● TASK
Please collect every line of the entries below that contains the word "concrete", treating uppercase and lowercase as different.

-------- RAW DATA

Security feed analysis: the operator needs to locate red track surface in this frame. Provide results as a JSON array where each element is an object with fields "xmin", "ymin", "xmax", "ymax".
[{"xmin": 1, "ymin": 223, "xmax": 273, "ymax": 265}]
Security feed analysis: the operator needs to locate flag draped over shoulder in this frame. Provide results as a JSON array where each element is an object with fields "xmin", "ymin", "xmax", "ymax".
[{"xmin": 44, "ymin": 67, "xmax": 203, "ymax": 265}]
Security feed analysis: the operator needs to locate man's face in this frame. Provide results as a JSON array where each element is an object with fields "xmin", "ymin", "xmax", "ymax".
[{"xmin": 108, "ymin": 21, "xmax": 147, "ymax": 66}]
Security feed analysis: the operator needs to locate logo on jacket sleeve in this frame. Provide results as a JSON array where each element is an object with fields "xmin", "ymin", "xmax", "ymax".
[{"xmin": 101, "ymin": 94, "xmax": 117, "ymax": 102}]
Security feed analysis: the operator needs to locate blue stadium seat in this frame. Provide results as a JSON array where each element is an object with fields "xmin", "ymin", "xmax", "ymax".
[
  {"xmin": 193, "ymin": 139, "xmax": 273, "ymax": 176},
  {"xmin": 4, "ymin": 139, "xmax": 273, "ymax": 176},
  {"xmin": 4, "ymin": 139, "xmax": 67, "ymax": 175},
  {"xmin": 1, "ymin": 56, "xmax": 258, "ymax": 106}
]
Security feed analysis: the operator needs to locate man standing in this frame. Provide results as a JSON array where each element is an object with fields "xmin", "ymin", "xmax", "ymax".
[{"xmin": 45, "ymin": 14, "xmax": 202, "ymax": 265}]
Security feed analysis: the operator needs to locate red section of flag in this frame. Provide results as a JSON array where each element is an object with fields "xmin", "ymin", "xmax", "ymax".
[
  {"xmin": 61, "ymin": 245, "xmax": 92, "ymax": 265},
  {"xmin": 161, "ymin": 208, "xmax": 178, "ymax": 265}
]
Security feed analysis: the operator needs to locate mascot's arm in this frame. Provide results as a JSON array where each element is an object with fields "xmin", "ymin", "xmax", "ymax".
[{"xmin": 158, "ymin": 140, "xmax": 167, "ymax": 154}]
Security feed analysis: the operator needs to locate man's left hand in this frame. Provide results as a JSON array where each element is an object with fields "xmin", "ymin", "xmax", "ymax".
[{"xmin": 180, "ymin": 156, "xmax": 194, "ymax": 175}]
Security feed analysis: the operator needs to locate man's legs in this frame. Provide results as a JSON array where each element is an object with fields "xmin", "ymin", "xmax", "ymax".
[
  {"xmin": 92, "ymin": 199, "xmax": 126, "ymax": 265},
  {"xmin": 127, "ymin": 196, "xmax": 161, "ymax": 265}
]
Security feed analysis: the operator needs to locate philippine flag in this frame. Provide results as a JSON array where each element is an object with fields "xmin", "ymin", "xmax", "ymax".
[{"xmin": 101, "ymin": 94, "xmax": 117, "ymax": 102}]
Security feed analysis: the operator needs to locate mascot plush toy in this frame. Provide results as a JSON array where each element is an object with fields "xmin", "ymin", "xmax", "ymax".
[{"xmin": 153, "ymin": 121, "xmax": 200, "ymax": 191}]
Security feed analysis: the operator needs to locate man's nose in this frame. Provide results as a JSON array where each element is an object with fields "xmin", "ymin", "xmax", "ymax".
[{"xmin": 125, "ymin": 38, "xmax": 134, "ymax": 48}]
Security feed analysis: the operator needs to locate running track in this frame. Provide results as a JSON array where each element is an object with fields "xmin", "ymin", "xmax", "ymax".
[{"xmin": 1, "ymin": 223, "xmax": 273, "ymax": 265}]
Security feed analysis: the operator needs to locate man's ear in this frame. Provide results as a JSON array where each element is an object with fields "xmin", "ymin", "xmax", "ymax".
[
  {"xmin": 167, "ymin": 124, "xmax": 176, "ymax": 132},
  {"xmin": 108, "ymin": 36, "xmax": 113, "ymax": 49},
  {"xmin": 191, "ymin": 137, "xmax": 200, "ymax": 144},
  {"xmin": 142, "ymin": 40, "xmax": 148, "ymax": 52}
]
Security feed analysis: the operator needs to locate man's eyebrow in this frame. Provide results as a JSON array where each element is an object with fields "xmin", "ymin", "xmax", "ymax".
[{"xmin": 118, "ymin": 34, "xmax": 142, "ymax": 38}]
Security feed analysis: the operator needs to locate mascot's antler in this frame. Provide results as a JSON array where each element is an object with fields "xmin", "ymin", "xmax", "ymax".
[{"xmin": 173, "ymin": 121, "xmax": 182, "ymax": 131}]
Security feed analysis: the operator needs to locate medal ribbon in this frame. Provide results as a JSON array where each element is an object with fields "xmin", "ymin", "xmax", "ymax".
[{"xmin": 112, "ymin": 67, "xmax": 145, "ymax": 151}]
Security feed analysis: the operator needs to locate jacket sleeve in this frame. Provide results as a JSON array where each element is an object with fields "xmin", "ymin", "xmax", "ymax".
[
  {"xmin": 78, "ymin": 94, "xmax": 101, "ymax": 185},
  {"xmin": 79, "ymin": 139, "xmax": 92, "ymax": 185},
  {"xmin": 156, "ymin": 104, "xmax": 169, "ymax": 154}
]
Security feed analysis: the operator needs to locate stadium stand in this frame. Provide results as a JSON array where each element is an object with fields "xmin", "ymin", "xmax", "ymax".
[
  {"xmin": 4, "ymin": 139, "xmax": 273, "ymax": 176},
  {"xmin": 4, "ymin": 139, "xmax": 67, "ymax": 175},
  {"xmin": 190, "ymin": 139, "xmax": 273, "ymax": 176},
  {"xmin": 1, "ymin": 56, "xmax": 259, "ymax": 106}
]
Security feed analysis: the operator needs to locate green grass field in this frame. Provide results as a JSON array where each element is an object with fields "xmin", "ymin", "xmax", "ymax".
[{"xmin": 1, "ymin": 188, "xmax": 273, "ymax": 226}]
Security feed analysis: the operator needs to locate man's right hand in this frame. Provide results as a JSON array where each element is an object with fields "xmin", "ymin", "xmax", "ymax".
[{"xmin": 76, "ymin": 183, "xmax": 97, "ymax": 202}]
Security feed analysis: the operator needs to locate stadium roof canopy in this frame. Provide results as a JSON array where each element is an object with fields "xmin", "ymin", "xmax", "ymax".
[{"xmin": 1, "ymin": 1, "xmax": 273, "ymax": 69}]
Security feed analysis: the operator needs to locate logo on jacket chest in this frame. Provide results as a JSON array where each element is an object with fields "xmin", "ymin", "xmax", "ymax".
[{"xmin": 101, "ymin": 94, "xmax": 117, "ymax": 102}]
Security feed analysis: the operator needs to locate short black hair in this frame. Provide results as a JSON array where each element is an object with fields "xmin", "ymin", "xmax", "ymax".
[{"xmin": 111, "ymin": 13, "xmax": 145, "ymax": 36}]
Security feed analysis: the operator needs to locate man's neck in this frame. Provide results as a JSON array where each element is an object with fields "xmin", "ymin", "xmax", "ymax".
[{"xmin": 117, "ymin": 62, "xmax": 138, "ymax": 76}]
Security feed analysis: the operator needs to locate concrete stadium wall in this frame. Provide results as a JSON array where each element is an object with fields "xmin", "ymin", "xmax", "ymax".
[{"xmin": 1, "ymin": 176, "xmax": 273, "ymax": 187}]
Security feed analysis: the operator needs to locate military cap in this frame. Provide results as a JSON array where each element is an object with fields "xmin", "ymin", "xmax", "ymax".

----------------

● OUTPUT
Security feed analysis: the operator needs to locate concrete stadium wall in this frame. Provide results as a JSON array where each element is an object with fields "xmin", "ymin", "xmax", "ymax".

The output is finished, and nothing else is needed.